◆ **Exercises to complete**:
A) According to the welfare institute text, why did Ma Yuting's wife say the police had taken him for a beggar?
B) Using the welfare institute text, explain why inmates and their families usually went along with official directives.

◆ **Text segment**:
More often than not, inmates and their families complied readily with official directives: official support, after all, might often be preferable to sleeping on the streets or returning to an abusive family. Yet even among the families of highly marginalized groups, such as beggars and opium addicts, some tempered their compliance with requests for leniency, or with assertions that family needs should outweigh official prohibitions of begging, while others more openly resisted official judgements and labels. As well as underlining the agency of poor urban families, these cases also point to the variations within these categories: not all ‘beggars’ were homeless, or vagrant, and not all opium addicts were as useless to their own families as they appeared to the state.
For example, when the son-in-law of elderly Mrs Guo—referred to the welfare institute for begging—applied for her release, he appealed for compassion, declaring that she was old, ill and hungry, and ‘had not understood that this was against the law’. He undertook to manage her behaviour so that she would not re-offend. Nor did nineteen-year-old Zhang Diangui deny that his aunt had been begging, but he implored the authorities to release her to take care of his sick brother, who ‘cannot eat because of his illness, but weeps all day’. Zhu Fuliang, applying for the release of his son Zhu Fengming—admitted as an opium user—undertook to supervise his son and find farm work for him, but also insisted that his family needed Fengming: ‘I lost my parents as a child, and my wife when I was in my prime. I have only one son, and we depended on each other as life itself … after he left for Beijing we heard nothing. His wife weeps all day, and I am bedridden and cannot work, so we cannot survive without him.’ Ma Yuting’s wife alleged that the police had mistaken him for a beggar as his clothes were tattered, and the release order appears to acknowledge this as an error. The same misunderstanding caught up the 78-year-old Mrs Qing, who was found ‘apparently begging’ in dirty clothes.
These responses point to the mix of interests at stake: was family dignity better defended by policing one’s own relatives, or by challenging official accusations against them? And which approach was more likely to secure a relative’s release? Was the alleged beggar or addict a burden on the family, or a source of domestic support? Was compliance with official prohibition of begging or narcotics use an obligation, or was it an observance to be traded in the service of a family’s practical and affective needs?
Thus official support—with its associated constraints—was readily accepted by those with fewest alternative resources: by orphans, refugees or young women who could not rely on their own families for support or protection. While there were surely solid practical reasons for compliance in these most vulnerable groups, their apparent conformity is also a product of official recording (or non-recording) procedures that solicited inmate testimony only at specific times and in specific forms. Others, however, were more assertive, or had resources outside the institute, and it is striking that, where their voices were heard, they were often animated by a lively sense of personal interest as inmates and their families judged and commented on the welfare institute project and measured it against their own needs.

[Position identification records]
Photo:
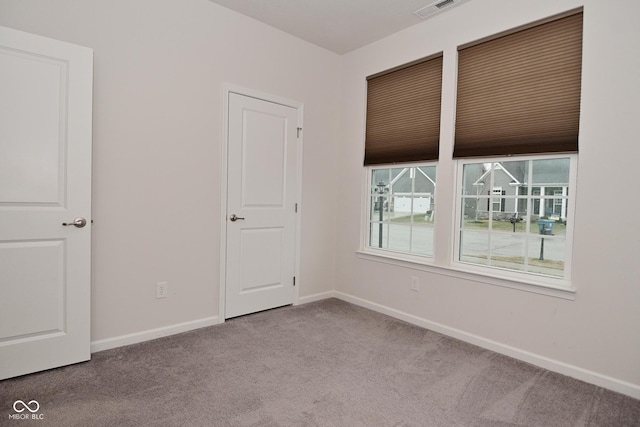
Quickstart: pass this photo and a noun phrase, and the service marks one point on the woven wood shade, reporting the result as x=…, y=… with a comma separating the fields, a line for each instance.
x=520, y=93
x=403, y=114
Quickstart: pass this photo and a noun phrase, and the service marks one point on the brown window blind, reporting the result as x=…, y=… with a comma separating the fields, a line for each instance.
x=403, y=113
x=520, y=93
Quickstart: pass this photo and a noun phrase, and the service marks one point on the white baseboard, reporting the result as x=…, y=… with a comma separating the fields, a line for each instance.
x=620, y=386
x=316, y=297
x=151, y=334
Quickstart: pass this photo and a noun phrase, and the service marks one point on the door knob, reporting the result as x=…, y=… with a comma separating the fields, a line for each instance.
x=78, y=222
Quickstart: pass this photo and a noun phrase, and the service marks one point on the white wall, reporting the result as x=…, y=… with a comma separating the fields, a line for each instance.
x=159, y=68
x=595, y=337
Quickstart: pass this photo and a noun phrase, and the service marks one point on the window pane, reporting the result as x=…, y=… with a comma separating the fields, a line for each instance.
x=400, y=237
x=514, y=215
x=401, y=205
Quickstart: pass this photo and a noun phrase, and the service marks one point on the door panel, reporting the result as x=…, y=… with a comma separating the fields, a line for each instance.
x=45, y=181
x=262, y=183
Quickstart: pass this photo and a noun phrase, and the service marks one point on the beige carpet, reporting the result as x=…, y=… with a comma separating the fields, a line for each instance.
x=328, y=363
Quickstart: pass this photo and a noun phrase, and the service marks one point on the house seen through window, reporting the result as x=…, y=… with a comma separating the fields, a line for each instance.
x=521, y=223
x=401, y=209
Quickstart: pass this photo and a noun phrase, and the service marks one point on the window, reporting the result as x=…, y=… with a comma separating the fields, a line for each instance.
x=497, y=203
x=403, y=129
x=528, y=234
x=402, y=202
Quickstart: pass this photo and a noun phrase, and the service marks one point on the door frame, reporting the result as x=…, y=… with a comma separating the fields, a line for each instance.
x=227, y=90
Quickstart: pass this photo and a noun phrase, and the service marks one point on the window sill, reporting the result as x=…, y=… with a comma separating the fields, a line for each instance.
x=469, y=273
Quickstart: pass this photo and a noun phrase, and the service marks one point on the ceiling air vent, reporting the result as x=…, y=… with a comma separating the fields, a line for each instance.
x=436, y=7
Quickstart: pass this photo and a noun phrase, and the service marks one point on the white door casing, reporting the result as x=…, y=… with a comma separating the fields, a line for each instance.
x=262, y=191
x=45, y=181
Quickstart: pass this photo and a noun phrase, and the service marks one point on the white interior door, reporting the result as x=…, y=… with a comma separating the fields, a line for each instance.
x=261, y=193
x=45, y=181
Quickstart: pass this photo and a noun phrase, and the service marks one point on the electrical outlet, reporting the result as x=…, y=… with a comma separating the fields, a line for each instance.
x=415, y=283
x=162, y=290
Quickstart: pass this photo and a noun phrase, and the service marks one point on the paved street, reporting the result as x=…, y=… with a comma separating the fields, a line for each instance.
x=508, y=249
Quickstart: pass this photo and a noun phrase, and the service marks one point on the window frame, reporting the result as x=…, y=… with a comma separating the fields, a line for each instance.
x=563, y=283
x=365, y=246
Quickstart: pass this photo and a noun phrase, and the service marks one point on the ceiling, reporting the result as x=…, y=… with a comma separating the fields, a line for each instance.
x=337, y=25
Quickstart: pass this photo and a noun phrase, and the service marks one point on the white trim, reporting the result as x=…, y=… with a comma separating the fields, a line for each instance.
x=504, y=273
x=315, y=297
x=620, y=386
x=468, y=272
x=227, y=89
x=151, y=334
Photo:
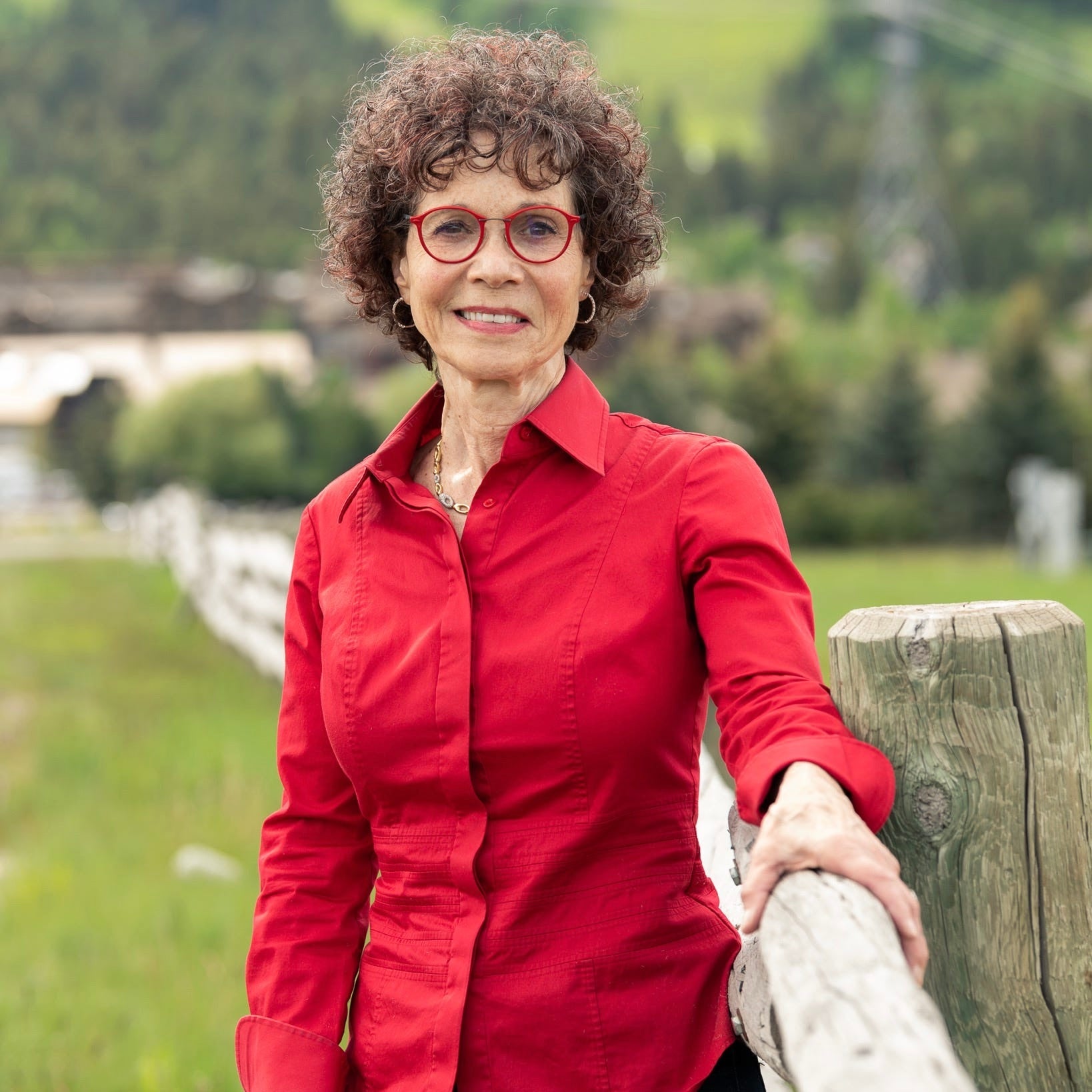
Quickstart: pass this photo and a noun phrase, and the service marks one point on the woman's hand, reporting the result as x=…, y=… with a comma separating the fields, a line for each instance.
x=811, y=825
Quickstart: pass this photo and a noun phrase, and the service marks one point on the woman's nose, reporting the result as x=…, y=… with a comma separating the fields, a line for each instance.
x=495, y=259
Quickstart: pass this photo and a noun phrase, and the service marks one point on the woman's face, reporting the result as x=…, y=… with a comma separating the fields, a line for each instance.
x=544, y=297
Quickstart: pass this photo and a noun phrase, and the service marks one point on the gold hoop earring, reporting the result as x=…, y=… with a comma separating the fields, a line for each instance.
x=583, y=323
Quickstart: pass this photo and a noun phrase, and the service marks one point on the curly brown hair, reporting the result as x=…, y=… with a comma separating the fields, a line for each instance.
x=541, y=102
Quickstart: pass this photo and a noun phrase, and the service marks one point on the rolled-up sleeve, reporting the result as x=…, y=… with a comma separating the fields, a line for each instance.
x=317, y=869
x=754, y=613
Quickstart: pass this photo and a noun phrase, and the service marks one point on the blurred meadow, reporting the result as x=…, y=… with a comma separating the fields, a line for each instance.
x=878, y=280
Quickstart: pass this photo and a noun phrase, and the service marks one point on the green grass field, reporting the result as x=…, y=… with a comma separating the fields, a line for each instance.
x=126, y=731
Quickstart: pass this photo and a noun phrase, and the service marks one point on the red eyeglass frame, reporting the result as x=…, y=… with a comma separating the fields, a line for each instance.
x=419, y=220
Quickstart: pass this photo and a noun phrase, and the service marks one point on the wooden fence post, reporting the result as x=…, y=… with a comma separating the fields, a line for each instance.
x=983, y=710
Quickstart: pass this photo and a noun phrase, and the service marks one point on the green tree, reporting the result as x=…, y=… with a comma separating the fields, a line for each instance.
x=887, y=436
x=247, y=436
x=785, y=415
x=1020, y=413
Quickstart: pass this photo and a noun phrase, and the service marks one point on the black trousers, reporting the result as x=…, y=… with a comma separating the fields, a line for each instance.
x=736, y=1071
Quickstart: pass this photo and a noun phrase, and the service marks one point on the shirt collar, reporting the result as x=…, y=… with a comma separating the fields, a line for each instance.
x=573, y=416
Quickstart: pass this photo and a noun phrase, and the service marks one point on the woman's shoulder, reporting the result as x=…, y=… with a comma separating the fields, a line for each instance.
x=329, y=506
x=676, y=448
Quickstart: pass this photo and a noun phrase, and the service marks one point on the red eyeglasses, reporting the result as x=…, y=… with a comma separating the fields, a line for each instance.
x=453, y=234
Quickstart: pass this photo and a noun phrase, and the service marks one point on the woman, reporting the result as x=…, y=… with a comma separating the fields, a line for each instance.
x=501, y=635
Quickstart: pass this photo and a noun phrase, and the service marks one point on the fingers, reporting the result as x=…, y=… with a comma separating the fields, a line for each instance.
x=763, y=875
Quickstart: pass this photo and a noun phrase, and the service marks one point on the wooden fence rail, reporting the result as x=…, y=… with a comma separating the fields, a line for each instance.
x=982, y=709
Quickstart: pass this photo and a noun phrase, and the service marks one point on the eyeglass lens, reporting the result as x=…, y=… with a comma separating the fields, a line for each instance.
x=537, y=235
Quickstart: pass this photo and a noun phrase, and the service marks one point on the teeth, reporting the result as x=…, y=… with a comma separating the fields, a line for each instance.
x=489, y=317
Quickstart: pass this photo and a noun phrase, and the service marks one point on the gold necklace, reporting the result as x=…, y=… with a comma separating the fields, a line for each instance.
x=445, y=498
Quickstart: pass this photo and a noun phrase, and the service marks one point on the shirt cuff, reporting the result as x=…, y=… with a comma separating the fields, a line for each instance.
x=277, y=1057
x=861, y=769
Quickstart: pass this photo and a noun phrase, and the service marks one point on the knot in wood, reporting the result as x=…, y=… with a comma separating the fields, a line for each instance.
x=919, y=657
x=933, y=807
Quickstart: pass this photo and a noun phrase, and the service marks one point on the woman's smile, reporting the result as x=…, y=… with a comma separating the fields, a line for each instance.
x=493, y=320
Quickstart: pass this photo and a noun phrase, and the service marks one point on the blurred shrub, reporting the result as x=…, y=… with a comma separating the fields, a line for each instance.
x=245, y=436
x=825, y=513
x=80, y=438
x=653, y=379
x=838, y=289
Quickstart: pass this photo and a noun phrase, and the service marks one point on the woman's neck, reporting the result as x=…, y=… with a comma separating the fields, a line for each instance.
x=477, y=416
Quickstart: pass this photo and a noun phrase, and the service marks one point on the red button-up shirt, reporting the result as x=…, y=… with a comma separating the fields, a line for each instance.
x=506, y=731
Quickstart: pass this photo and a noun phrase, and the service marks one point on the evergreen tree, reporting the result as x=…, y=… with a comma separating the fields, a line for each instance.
x=887, y=437
x=784, y=416
x=1020, y=413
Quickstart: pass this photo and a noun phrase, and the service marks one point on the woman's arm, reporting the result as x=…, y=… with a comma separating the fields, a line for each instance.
x=317, y=871
x=781, y=735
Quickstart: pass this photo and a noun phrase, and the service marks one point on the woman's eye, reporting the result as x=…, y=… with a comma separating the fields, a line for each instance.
x=539, y=229
x=449, y=227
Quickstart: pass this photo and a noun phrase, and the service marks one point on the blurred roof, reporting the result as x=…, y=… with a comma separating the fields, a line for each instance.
x=36, y=371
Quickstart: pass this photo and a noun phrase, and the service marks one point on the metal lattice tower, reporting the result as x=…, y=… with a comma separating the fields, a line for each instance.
x=902, y=223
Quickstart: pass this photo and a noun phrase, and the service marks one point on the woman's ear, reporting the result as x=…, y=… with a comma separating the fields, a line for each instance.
x=400, y=271
x=589, y=271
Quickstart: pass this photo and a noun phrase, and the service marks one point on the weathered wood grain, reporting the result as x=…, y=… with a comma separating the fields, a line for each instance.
x=982, y=709
x=847, y=1013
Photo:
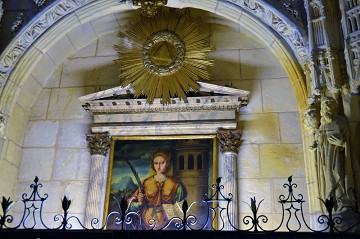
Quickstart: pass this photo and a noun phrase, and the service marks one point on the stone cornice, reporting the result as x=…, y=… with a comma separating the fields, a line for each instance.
x=107, y=102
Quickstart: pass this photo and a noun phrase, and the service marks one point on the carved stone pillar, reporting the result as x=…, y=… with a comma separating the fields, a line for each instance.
x=229, y=147
x=98, y=145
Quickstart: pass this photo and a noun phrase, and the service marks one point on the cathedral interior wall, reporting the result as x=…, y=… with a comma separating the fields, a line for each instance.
x=45, y=136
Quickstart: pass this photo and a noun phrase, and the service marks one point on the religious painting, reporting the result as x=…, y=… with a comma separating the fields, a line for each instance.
x=154, y=175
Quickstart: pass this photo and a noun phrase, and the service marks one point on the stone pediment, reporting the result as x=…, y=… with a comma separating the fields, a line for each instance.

◆ **Solved tasks**:
A) She said it was because his clothes were tattered.

B) Official support was often better than sleeping on the streets or going back to an abusive family. It was most readily accepted by people with the fewest other resources, such as orphans, refugees, or young women who could not count on their own families for support or protection.